Source
· · · · · · ·

The History of MLK Day
INDIANAPOLIS, Ind. - Martin Luther King Jr. Day is a United States holiday marking the birth date of Rev. Dr. Martin Luther King, Jr., observed on the third Monday of January each year, around the time of King's birthday, January 15. It is one of four United States federal holidays to commemorate an individual person.
King was the chief spokesman for nonviolent activism in the civil rights movement, which successfully protested racial discrimination in federal and state law. He was assassinated in 1968. Prior to his untimely death, Dr. King gave his famous Speech "I Have a Dream" on August 28, 1963 during the March on Washington.
Watch the full speech
(the famous portion begins at 12:00).
The campaign for a federal holiday in King's honor began soon after his assassination. Frater Ronald Reagan (Iota, Eureka College) signed the holiday into law in 1983, and it was first observed in 1986. At first, some states resisted observing the holiday as such, giving it alternative names or combining it with other holidays. It was officially observed in all 50 states for the first time in 2000.
Martin Luther King Jr. Day was founded as a holiday promoted by labor unions in contract negotiations. After King's death, United States Representative John Conyers (D-Michigan) introduced a bill in Congress to make King's birthday a national holiday. The bill first came to a vote in the U.S. House of Representatives in 1979. However, it fell five votes short of the number needed for passage. Two of the main arguments mentioned by opponents were that a paid holiday for federal employees would be too expensive, and that a holiday to honor a private citizen would be contrary to longstanding tradition (King had never held public office). Soon after, The King Center
turned to support from the corporate community and the general public. The success of this strategy was cemented when musician Stevie Wonder released the single "Happy Birthday
" to popularize the campaign in 1980 and hosted the Rally for Peace Press Conference in 1981. Six million signatures were collected for a petition to Congress to pass the law, termed by a 2006 article in The Nation as "the largest petition in favor of an issue in U.S. history."
At the White House Rose Garden on November 2, 1983, United States President Frater Ronald Reagan signed a bill, proposed by Representative Katie Hall of Indiana, creating a federal holiday to honor King. It was observed for the first time on January 20, 1986.
The bill established the Martin Luther King, Jr. Federal Holiday Commission to oversee observance of the holiday, and Coretta Scott King was made a member of this commission for life by United States President George H. W. Bush in May, 1989.

· · · · · · ·

Supplied information
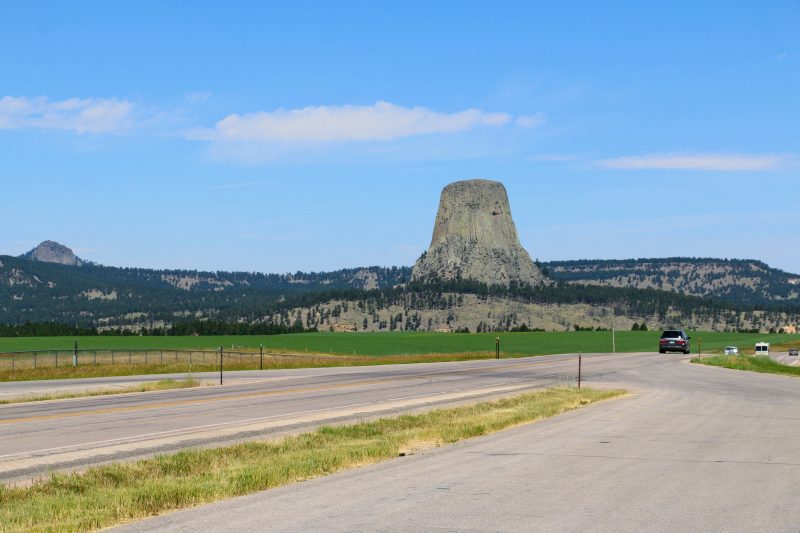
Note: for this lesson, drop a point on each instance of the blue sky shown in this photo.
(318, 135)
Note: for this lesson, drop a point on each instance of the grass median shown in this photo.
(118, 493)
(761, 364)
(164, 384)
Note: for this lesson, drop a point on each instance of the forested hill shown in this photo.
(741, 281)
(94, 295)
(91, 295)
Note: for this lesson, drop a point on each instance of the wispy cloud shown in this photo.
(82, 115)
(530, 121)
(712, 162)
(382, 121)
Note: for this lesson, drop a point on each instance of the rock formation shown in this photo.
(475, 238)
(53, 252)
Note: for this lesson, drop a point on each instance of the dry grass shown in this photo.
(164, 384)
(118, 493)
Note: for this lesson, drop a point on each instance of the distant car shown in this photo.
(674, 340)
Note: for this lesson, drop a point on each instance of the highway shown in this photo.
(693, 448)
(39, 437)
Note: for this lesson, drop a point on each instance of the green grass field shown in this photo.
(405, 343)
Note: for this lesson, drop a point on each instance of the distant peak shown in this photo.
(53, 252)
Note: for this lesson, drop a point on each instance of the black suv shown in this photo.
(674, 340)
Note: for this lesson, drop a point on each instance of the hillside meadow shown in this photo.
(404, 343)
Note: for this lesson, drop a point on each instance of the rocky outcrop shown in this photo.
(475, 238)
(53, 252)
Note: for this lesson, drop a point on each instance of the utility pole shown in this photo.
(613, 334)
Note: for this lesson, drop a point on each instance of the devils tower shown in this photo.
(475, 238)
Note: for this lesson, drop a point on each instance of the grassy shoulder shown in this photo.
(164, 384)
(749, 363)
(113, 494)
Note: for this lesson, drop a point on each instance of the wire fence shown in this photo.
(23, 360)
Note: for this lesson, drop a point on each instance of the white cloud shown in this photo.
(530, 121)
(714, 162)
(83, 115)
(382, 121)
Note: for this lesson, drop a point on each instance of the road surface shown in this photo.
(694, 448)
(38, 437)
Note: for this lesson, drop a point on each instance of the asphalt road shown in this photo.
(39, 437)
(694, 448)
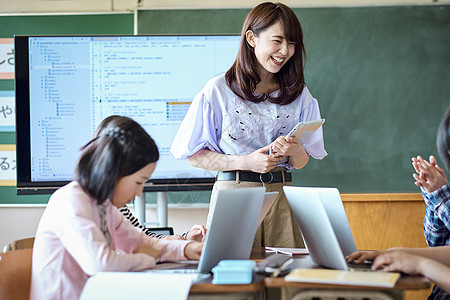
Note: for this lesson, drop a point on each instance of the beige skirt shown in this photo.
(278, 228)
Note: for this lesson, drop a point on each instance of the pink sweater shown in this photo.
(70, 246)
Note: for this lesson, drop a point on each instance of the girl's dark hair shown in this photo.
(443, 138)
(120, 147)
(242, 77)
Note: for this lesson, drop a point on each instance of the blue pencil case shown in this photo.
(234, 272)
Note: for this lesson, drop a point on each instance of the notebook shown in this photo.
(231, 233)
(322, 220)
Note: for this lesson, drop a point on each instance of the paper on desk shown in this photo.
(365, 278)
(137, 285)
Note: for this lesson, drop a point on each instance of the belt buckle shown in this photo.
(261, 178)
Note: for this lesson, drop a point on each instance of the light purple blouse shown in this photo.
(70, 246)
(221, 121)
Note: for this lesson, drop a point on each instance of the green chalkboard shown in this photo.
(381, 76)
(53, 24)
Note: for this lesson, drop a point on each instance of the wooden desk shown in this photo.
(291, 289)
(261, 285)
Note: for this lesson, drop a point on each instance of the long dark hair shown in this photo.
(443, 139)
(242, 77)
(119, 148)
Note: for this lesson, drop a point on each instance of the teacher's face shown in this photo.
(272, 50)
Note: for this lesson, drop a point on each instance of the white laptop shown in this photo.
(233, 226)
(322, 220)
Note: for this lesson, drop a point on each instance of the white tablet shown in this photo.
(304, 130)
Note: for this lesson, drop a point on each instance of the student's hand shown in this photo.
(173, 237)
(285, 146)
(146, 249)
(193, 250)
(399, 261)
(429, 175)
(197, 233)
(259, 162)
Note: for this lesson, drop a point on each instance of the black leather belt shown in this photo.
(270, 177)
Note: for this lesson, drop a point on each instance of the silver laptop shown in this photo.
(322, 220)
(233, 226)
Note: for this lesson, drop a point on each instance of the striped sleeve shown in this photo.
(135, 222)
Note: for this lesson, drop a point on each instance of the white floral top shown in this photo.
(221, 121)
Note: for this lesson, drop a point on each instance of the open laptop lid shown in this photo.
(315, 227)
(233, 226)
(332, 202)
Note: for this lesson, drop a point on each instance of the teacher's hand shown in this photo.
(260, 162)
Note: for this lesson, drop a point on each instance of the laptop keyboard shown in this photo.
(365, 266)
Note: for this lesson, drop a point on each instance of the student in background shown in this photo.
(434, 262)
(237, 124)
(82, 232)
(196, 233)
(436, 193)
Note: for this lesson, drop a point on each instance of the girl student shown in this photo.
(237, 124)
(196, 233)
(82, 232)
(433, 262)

· · · · · · ·

Challenge A
In the text on the history of Martin Luther King Jr. Day, translate this sentence into Spanish: "It was observed for the first time on January 20, 1986."
Challenge B
Carry the text on the history of Martin Luther King Jr. Day forward from its final sentence.

Output A
Se celebró por primera vez el 20 de enero de 1986.

Output B
Quick Facts About Dr. Martin Luther King, Jr.
- Date of birth: January 15, 1929
- Place of birth: Atlanta, Georgia, United States
- Date of death: April 4, 1968 (aged 39)
- Place of death: Memphis, Tennessee, United States
- Movement: African-American Civil Rights and Peace Movement
Major organizations: Southern Christian Leadership Conference (SCLC)
- Selected as one of the ten most outstanding personalities of the year by Time Magazine, 1957.
- Listed in Who’s Who in America, 1957.
- The Spingarn Medal from the NAACP, 1957.
- The Russwurm Award from the National Newspaper Publishers, 1957.
- The Second Annual Achievement Award from The Guardian Association of the Police Department of New York, 1958.
- Selected as one of the sixteen world leaders who had contributed most to the advancement of freedom during 1959 by Ling Magazine of New Delhi, India.
- Named “Man of the Year” by Time Magazine, 1963.
- Named “American of the Decade,” by the Laundry, Dry Cleaning, and Die Workers, International Union, 1963.
- The John Dewey Award from the United Federation of Teachers, 1964.
- The John F. Kennedy Award from the Catholic Interracial Council of Chicago, 1964.
- The Nobel Peace Prize, at age 35, the youngest man, second American, and the third black man to be so honored, 1964.
- The Marcus Garvey Prize for Human Rights, presented by the Jamaican Government, posthumously, 1968.
- The Rosa L. Parks award, presented by The Southern Christian Leadership Conference, posthumously, 1968.
- The Aims Field-Wolf Award for his book, Stride Toward Freedom.
- Presidential Medal of Freedom (1977, posthumous)
- Congressional Gold Medal (2004, posthumous)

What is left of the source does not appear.